GOAL OF THE EXERCISE
Repeat the text of every entry below word for word, omitting the pictures.

═══ MATERIALS PROVIDED ═══

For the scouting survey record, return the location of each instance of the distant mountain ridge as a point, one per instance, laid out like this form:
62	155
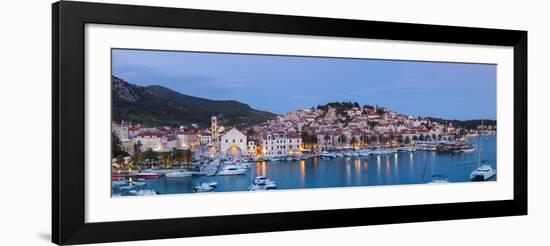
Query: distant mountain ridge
160	106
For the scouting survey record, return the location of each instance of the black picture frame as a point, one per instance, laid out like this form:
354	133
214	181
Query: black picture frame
68	107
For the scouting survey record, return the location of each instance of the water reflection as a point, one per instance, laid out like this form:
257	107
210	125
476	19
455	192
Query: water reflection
400	168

═══

SOLVED PROBLEM
For the scouting survey record, return the location of each instance of the distant mountain ridge as a point, one per instance, laid out like this form:
62	155
Query: distant mountain ridge
160	106
For the scouting survey record, return the location of each instance of the black picture frame as a point, one per instance, laid out like this form:
354	133
214	181
Query: black picture frame
68	107
For the scouting survey record, return the location of each instance of the water reflection as a point, one per instance, laid out like this form:
257	107
210	125
476	19
455	192
Query: water reflection
400	168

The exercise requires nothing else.